Segment Start: Exercise materials
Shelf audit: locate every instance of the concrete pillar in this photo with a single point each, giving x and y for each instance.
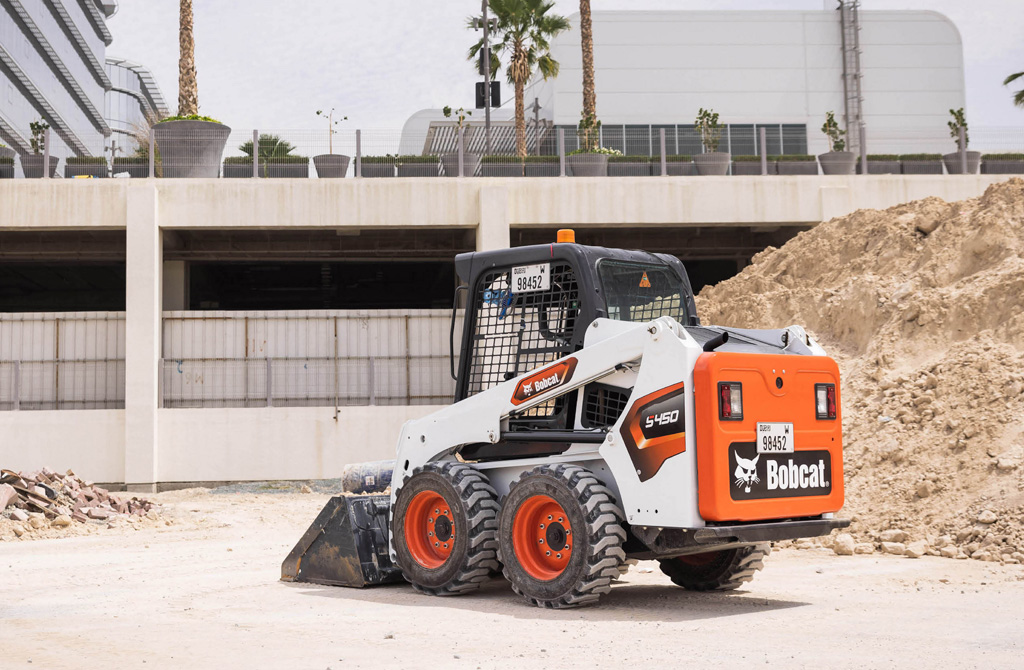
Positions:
(493, 232)
(142, 326)
(175, 286)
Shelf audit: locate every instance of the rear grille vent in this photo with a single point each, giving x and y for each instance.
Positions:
(603, 405)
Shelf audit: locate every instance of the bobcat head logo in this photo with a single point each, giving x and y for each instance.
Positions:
(747, 473)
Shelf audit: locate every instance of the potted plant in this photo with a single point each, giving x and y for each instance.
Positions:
(882, 164)
(419, 166)
(680, 165)
(631, 166)
(93, 166)
(190, 145)
(331, 165)
(378, 166)
(1003, 164)
(921, 163)
(952, 161)
(791, 164)
(470, 162)
(591, 160)
(712, 161)
(32, 164)
(752, 165)
(837, 160)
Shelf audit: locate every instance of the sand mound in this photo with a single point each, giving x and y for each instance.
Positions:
(923, 304)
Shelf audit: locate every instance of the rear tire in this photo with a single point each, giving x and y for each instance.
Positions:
(716, 571)
(443, 527)
(560, 537)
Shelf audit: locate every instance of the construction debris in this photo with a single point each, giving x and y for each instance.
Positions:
(36, 501)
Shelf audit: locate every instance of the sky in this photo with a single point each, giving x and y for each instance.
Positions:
(271, 64)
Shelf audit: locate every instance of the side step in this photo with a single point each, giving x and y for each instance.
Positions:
(345, 546)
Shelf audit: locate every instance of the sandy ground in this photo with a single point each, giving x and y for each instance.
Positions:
(204, 592)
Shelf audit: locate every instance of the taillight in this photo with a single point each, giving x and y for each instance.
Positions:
(730, 401)
(824, 401)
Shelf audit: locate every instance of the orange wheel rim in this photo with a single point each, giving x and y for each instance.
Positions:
(429, 529)
(542, 538)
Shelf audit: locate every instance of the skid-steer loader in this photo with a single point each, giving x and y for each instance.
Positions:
(595, 421)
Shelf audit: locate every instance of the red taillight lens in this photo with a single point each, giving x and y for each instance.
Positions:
(824, 401)
(730, 401)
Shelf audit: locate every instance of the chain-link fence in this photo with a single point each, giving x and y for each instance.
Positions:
(446, 149)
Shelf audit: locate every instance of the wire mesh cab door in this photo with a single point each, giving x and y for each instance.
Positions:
(526, 307)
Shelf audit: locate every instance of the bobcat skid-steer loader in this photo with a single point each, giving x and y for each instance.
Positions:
(595, 421)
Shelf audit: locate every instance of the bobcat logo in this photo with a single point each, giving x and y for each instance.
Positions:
(747, 473)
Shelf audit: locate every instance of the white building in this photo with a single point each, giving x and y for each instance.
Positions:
(781, 70)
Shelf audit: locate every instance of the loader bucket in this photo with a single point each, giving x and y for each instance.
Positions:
(345, 546)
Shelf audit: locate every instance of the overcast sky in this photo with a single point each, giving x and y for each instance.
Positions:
(271, 65)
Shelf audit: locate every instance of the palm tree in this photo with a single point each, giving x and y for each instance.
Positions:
(523, 30)
(187, 86)
(1019, 95)
(587, 40)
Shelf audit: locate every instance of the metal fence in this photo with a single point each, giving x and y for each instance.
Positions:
(445, 150)
(306, 359)
(61, 361)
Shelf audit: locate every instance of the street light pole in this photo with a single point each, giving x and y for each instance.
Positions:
(486, 75)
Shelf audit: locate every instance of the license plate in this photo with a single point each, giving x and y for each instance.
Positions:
(526, 279)
(774, 437)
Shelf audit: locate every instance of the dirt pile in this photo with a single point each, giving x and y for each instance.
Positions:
(50, 504)
(923, 304)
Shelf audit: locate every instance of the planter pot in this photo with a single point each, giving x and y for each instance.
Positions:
(630, 170)
(32, 165)
(377, 170)
(190, 149)
(921, 167)
(97, 171)
(331, 166)
(881, 167)
(542, 169)
(1003, 166)
(511, 169)
(587, 165)
(953, 164)
(470, 164)
(288, 170)
(134, 170)
(748, 168)
(419, 170)
(678, 169)
(715, 163)
(798, 167)
(838, 162)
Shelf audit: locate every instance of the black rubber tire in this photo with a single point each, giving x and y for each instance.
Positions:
(474, 509)
(593, 513)
(725, 570)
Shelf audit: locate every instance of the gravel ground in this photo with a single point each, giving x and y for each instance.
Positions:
(202, 589)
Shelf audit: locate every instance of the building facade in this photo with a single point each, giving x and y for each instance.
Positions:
(53, 67)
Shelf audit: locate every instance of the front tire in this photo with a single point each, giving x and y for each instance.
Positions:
(560, 537)
(716, 571)
(444, 528)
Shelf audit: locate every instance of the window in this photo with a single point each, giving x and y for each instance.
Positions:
(639, 293)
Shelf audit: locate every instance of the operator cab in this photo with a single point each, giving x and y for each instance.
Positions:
(531, 305)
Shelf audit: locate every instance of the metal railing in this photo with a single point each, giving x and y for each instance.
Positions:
(445, 150)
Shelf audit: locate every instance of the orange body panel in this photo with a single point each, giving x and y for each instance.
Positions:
(734, 482)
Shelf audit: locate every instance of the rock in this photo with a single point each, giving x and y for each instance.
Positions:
(916, 549)
(987, 516)
(7, 496)
(893, 536)
(844, 545)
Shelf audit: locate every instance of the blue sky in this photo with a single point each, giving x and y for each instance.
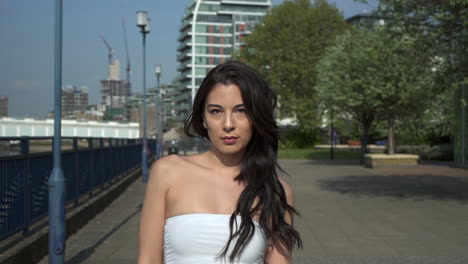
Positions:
(27, 46)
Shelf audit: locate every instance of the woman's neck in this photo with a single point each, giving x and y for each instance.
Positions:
(224, 162)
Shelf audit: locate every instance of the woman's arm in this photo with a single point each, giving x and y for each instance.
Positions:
(278, 253)
(153, 215)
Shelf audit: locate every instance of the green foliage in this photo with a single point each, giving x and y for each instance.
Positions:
(285, 49)
(298, 138)
(371, 74)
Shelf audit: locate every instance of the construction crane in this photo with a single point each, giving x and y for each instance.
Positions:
(110, 49)
(128, 68)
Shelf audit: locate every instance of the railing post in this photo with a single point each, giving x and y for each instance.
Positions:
(27, 188)
(102, 170)
(91, 166)
(76, 172)
(111, 168)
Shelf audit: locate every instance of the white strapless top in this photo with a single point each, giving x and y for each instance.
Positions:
(200, 238)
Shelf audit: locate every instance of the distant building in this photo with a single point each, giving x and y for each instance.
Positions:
(219, 28)
(12, 127)
(74, 98)
(134, 109)
(114, 91)
(3, 105)
(367, 20)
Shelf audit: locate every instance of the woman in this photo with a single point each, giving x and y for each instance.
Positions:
(227, 204)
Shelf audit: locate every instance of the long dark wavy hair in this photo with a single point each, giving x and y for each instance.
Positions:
(259, 163)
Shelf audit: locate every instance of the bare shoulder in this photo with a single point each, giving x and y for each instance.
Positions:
(165, 170)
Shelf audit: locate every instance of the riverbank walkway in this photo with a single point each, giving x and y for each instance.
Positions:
(350, 214)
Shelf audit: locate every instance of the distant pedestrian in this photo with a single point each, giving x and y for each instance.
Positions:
(227, 204)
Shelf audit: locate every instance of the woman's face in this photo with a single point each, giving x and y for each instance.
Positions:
(226, 120)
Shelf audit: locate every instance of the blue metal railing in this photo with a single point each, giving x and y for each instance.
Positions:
(89, 164)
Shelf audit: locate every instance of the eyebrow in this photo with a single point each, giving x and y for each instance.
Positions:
(217, 105)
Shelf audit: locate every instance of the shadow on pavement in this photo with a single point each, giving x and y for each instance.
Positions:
(84, 254)
(334, 162)
(402, 186)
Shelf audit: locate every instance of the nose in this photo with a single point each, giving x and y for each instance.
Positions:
(229, 123)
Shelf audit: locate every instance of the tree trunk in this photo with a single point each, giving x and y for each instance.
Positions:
(364, 139)
(391, 136)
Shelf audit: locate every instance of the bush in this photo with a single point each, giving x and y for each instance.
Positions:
(442, 152)
(296, 138)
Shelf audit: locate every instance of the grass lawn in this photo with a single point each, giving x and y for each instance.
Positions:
(317, 154)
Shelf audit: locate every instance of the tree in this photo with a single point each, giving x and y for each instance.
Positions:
(371, 75)
(440, 26)
(285, 49)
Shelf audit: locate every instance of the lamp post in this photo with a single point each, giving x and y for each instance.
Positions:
(143, 22)
(157, 72)
(56, 182)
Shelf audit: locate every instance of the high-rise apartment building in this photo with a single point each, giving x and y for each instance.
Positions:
(210, 33)
(114, 91)
(74, 98)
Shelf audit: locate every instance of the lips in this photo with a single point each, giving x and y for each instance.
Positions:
(229, 140)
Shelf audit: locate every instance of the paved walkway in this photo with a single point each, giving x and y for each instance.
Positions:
(350, 214)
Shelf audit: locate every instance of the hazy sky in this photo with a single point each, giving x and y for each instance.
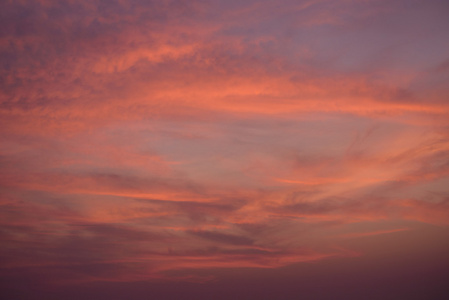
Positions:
(169, 149)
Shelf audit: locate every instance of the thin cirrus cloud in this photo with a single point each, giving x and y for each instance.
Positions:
(147, 140)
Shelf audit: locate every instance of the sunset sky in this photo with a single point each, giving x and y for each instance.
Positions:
(224, 149)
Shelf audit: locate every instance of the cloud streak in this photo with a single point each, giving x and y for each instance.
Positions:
(154, 140)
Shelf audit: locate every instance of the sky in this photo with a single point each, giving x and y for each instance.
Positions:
(211, 149)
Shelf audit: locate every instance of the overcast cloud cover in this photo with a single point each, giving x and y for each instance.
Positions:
(223, 149)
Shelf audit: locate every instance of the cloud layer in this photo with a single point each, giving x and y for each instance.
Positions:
(142, 140)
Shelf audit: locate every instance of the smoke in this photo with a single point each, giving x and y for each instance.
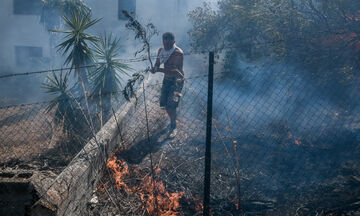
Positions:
(273, 93)
(26, 30)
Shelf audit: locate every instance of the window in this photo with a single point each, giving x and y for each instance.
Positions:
(128, 5)
(27, 7)
(28, 55)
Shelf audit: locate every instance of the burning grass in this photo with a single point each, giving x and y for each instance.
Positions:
(154, 198)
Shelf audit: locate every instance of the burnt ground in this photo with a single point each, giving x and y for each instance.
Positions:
(263, 172)
(293, 180)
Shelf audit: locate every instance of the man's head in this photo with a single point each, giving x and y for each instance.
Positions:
(168, 40)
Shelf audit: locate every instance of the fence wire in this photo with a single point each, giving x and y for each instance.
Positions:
(283, 144)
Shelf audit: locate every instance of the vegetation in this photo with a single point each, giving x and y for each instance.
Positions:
(105, 79)
(67, 113)
(76, 42)
(320, 35)
(144, 34)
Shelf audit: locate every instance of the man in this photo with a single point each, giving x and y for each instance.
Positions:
(172, 57)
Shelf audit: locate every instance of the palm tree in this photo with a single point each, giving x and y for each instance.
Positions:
(106, 78)
(67, 112)
(77, 44)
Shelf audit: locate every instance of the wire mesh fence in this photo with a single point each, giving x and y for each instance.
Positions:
(281, 143)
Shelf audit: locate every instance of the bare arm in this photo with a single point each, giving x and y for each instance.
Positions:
(176, 68)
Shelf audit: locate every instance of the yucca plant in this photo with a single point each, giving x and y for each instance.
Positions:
(67, 112)
(76, 44)
(107, 77)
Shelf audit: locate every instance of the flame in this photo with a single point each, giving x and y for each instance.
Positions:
(157, 201)
(101, 187)
(199, 207)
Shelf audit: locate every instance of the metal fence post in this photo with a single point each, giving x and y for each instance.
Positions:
(208, 136)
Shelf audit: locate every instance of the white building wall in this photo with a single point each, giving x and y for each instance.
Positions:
(19, 30)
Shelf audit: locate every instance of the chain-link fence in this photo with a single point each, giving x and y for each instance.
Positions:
(282, 144)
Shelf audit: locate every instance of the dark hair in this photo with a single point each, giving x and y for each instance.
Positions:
(168, 36)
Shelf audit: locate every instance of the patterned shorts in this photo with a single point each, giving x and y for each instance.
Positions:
(171, 92)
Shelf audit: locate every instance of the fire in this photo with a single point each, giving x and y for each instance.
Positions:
(152, 193)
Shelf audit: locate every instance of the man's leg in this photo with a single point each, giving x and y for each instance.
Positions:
(172, 115)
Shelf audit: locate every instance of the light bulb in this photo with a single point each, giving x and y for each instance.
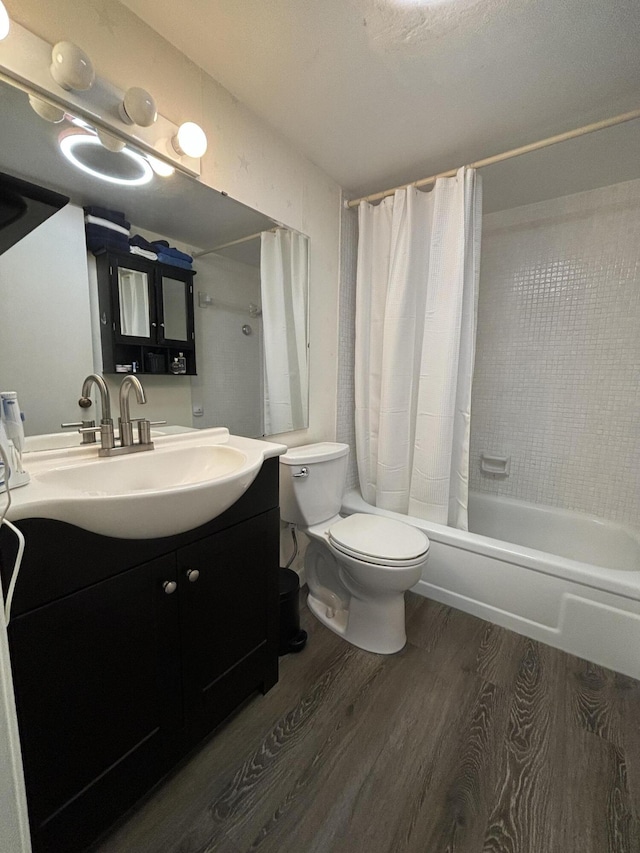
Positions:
(190, 140)
(71, 68)
(72, 144)
(138, 107)
(4, 21)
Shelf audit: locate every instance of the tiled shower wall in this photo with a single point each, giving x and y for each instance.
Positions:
(557, 379)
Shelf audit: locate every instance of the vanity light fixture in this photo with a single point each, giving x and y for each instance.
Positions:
(71, 68)
(190, 140)
(110, 142)
(138, 107)
(162, 169)
(45, 110)
(4, 22)
(72, 145)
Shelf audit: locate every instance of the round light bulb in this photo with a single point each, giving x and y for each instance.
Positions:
(71, 68)
(138, 107)
(190, 140)
(72, 143)
(4, 22)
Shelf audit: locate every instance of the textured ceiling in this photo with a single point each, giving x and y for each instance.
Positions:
(379, 92)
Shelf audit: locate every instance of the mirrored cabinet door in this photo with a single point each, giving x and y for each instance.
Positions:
(134, 304)
(174, 309)
(175, 298)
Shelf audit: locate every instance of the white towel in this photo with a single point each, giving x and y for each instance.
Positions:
(105, 223)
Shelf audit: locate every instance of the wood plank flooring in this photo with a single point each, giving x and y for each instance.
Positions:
(473, 739)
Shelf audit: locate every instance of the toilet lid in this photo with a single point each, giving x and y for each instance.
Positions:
(376, 538)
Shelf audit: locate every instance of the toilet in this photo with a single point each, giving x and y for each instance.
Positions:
(359, 567)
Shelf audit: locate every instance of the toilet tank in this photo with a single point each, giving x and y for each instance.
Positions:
(311, 499)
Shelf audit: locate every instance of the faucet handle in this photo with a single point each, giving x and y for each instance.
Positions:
(89, 427)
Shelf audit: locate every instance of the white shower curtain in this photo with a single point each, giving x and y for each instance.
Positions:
(416, 305)
(283, 284)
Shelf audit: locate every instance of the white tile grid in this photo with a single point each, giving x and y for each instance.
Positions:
(345, 428)
(558, 353)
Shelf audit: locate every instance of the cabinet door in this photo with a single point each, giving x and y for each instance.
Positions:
(175, 307)
(228, 616)
(97, 692)
(134, 302)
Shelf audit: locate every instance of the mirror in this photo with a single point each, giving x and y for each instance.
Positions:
(133, 296)
(174, 309)
(250, 324)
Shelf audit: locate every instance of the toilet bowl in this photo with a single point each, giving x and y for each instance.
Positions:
(359, 567)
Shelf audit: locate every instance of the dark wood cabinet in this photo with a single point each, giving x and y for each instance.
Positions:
(146, 313)
(124, 663)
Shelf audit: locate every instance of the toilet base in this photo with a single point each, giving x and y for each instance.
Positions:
(375, 625)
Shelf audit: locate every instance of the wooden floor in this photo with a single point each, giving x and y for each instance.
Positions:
(471, 739)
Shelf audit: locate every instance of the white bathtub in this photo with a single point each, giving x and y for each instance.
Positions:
(572, 580)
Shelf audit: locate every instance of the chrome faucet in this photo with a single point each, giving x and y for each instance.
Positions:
(125, 425)
(125, 422)
(105, 429)
(105, 400)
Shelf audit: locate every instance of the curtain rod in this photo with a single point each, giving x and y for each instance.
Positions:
(234, 242)
(507, 155)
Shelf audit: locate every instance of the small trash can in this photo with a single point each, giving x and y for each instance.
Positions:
(292, 639)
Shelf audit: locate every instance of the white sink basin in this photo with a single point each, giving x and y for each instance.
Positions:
(186, 481)
(177, 468)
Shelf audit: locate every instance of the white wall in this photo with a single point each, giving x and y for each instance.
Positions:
(229, 385)
(558, 353)
(51, 261)
(246, 158)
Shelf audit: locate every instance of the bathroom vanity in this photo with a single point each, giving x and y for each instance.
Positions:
(128, 652)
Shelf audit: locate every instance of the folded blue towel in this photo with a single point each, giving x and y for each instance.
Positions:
(99, 239)
(174, 262)
(104, 213)
(139, 241)
(166, 249)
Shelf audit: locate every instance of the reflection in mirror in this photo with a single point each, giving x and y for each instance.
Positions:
(250, 299)
(133, 292)
(174, 309)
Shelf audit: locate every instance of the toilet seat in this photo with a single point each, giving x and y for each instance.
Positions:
(379, 541)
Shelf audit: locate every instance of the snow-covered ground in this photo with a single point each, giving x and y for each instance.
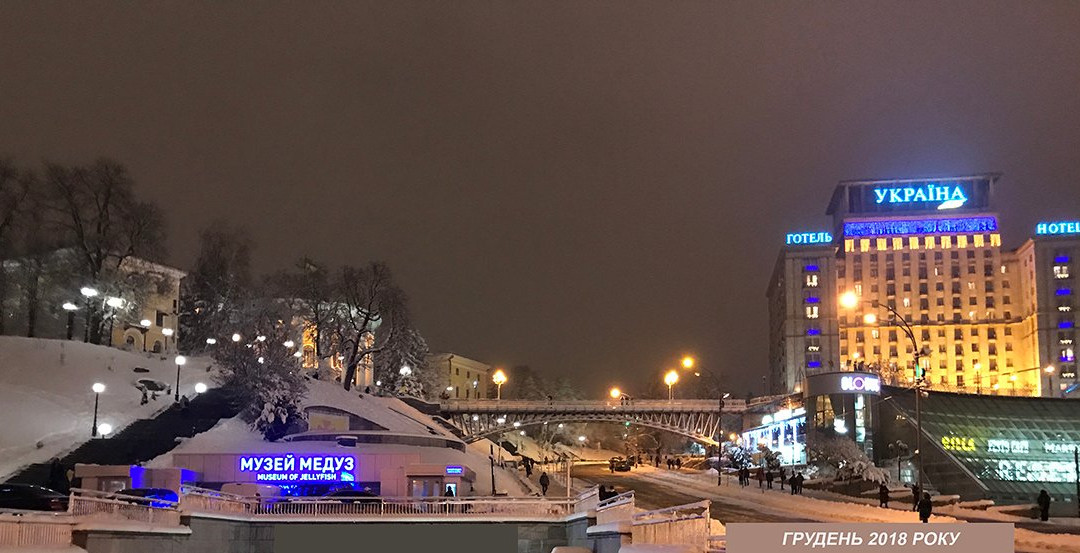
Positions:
(45, 387)
(825, 507)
Segment End: Exercise materials
Those lines of the records that contain the string "dark" should be identified and copied.

**Completed exercise:**
Shelf audit: locate every instance of the long dark wavy hair in this photo with a single point each, giving x and y for each instance.
Shelf audit: locate every instance of the dark hair in this photo with a single point each, giving x and y for each instance.
Shelf audit: locate every instance of the dark wood cabinet in this photo with a single point each, giving x and y for each instance.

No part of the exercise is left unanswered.